DOKUMENTABSCHNITT:

○ ○ ○ ○

# Sound piept/komische Geräusche in WOW



## Darkplaya (17. Juni 2007)

Hilfe !!!
ihr seid glaub ich meine letze Hoffnung....
Chiponline hat keienr geantwortet und der Blizzard Tech-Support schreibt auch nicht zurück...

Folgendes Problem:

Nach dem ich meinem PC komplett neu aufgesetzt habe, funktioniert mein Sound in WoW nicht mehr richtig.
Nach ca. 10 Minuten guten Sound, fangen meine Boxen an, extrem laut zu piepen oder was auch immer das für ein ätzendes Geräusch ist. Es ist auf jedenfall wirklich ohrenbetäubend unerträglich, so das ich ohne Sound spielen muss. Ich dachte erst, es liegt vielleicht an den Boxen, die ich neu gekauft hatte, aber das kann nicht sein, da es auch in meinem Headset so schlimm trötet, welches vor dem neu aufsetzen des PCs noch perfekt funktioniert hat. Hab auch meine Treiber für Soundkarte schon überprüft, da ist alles installiert....
Das Piepen tritt nur in WoW auf !!!! Ich kann Musik hören und andere Spiele spielen, da passiert gar nichts !!!
Habe auch die repair funktion von WoW bereits laufen lassen und neu installiert, bringt alles nichts....

Bitte helft mir, wenn ihr könnt, ich will meinen Sound zurück 


			Dieser Inhalt steht nur eingeloggten Mitgliedern zur Verfügung.
        

( ^^


----------



## Darkplaya (17. Juni 2007)

Oke, kumpel von mir hats gelöst, sollte wer das gleiche Problem haben, Escape, sound optionen und bissl an soundkanälen rumspielen


----------

○ ○ ○ ○

ZIEL A:
Beantworte anhand des Forenthreads über das Piepen in WoW diese Fragen:
(i) Nach wie vielen Minuten mit gutem Sound beginnen die Boxen zu piepen?
(ii) In welchem Programm tritt das Piepen ausschließlich auf?
(iii) Welche Schritte nennt der zweite Beitrag als Lösung?
Der Forenthread und die Liste sind voneinander unabhängiges Material.

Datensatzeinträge
○ ○ ○ ○

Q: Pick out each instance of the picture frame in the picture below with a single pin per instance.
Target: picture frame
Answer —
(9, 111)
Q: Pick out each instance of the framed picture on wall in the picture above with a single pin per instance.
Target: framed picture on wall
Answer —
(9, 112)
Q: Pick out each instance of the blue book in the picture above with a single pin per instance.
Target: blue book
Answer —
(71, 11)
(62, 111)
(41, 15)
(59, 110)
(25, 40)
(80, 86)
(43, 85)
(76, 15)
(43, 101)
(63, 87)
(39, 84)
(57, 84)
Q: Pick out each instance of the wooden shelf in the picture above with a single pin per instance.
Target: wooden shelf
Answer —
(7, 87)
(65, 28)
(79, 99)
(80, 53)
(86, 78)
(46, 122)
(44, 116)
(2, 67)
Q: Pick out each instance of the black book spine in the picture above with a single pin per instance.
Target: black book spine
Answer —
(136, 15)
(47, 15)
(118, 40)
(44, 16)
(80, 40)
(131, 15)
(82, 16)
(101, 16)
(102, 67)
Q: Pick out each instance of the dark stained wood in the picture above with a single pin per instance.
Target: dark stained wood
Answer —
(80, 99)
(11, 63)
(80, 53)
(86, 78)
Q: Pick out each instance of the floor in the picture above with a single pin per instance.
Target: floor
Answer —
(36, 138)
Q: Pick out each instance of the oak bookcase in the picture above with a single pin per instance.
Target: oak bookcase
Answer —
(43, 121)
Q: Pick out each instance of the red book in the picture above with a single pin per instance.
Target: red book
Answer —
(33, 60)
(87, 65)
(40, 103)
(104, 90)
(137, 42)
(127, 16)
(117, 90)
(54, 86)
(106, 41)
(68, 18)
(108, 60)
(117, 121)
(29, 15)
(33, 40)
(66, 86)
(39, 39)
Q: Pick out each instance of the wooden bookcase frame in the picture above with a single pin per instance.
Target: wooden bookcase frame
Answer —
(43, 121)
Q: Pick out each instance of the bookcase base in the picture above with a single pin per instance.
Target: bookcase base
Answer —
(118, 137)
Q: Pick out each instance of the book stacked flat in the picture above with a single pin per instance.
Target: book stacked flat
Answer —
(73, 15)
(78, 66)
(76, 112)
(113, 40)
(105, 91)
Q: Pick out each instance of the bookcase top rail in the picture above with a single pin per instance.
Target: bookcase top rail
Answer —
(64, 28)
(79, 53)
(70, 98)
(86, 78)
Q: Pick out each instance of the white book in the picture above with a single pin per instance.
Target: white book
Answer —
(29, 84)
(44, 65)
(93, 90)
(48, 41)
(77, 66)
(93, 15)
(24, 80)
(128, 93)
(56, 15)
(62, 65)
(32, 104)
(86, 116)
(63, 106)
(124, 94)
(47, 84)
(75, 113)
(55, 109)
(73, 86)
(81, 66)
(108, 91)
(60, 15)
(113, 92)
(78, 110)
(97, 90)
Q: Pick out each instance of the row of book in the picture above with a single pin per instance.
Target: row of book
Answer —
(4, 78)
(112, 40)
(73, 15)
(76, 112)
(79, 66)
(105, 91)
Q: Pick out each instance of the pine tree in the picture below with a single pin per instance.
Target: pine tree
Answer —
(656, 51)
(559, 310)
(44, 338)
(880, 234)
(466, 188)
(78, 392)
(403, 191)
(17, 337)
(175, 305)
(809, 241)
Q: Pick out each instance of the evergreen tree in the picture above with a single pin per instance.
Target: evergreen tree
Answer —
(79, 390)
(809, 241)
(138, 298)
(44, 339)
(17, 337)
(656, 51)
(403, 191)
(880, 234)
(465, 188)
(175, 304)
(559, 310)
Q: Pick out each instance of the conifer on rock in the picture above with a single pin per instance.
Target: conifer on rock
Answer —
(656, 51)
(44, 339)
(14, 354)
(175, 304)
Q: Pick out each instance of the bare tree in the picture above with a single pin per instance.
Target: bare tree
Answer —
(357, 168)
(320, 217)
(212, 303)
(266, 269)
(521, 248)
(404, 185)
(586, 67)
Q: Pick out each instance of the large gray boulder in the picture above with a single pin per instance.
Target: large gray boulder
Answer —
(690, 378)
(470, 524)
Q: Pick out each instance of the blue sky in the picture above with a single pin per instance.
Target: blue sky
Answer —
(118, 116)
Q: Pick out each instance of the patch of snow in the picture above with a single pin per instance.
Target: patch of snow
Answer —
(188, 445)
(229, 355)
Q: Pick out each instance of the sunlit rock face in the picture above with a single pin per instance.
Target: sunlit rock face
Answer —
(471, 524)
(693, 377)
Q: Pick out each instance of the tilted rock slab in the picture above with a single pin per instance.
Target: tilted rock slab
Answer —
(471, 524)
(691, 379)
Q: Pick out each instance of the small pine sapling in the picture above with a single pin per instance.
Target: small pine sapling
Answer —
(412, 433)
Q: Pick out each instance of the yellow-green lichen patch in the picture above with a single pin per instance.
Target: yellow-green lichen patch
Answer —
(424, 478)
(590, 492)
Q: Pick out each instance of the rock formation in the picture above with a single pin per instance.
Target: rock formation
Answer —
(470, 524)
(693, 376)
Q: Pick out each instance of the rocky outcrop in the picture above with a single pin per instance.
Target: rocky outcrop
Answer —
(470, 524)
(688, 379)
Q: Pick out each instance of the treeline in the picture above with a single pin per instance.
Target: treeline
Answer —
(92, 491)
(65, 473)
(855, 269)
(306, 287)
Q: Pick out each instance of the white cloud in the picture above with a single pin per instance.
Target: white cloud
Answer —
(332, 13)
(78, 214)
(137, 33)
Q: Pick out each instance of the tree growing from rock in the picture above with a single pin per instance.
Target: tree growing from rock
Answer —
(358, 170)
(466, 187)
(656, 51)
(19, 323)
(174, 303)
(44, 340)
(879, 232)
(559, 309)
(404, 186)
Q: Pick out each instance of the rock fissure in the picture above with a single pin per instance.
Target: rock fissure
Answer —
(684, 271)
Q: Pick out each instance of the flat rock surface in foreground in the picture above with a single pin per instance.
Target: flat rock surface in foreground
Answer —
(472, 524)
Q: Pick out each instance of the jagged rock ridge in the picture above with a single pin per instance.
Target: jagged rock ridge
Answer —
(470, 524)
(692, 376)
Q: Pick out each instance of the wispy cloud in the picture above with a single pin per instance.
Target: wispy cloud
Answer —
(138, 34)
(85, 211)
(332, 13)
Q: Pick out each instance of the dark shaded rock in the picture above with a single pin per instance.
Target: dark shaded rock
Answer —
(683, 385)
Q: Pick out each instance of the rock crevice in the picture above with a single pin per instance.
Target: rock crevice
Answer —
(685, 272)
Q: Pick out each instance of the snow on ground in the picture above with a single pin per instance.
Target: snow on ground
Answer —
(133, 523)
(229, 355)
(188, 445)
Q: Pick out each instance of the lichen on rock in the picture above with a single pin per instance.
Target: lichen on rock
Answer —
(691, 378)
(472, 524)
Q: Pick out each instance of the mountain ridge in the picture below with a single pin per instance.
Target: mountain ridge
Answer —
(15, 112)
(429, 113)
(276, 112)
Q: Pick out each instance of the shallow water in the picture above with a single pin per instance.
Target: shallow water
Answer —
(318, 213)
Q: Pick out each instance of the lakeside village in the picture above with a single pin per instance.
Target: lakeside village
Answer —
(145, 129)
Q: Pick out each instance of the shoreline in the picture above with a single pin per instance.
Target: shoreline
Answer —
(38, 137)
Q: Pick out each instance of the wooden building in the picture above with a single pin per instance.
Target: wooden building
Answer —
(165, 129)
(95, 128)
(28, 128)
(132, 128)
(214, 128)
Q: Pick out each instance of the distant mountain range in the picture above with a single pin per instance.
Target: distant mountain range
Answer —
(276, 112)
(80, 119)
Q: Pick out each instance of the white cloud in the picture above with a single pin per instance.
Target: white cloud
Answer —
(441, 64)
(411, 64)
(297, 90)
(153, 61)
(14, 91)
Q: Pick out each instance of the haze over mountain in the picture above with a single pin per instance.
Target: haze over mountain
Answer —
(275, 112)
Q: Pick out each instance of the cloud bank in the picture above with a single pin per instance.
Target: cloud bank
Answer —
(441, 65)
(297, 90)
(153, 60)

○ ○ ○ ○

ZIEL B: Suche jede Zeile der Liste heraus, in der die Zeichenfolge "tilted" vorkommt, und gib diese Zeilen wieder.

ANTWORT A:
(i) Nach ca. 10 Minuten.
(ii) Nur in WoW.
(iii) Escape drücken, die Soundoptionen aufrufen und ein wenig an den Soundkanälen herumspielen.

ANTWORT B:
Q: Pick out each instance of the tilted rock slab in the picture above with a single pin per instance.
Target: tilted rock slab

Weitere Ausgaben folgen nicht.